* Extracted entries
* * *

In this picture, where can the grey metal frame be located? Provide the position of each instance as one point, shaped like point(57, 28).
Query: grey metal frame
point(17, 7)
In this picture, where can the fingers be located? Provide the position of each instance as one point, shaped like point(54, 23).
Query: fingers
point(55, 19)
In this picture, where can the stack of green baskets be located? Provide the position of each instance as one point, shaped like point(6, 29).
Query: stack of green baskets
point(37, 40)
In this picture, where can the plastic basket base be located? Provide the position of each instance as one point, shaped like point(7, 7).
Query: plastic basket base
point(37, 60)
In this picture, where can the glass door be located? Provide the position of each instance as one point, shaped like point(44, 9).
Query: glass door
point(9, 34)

* * *

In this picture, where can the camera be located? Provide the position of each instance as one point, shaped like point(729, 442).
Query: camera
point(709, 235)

* * *

Find each line in the records holding the string "this" and show it.

* Reply to the exercise
In this picture, where can the grey metal frame be located? Provide the position of each instance as one point, shaped like point(57, 28).
In this picture, where can the fingers be located? Provide the position of each instance as one point, shaped like point(54, 23).
In this picture, where can the stack of green baskets be located? Provide the position of each instance as one point, shaped like point(6, 29).
In this picture, where can the plastic basket base be located? Provide the position of each instance as one point, shaped like point(7, 7).
In this picture, where can the glass door be located? Provide the position of each instance as one point, shaped like point(44, 9).
In this picture, where can the camera be located? Provide the position of each instance as one point, shaped like point(729, 442).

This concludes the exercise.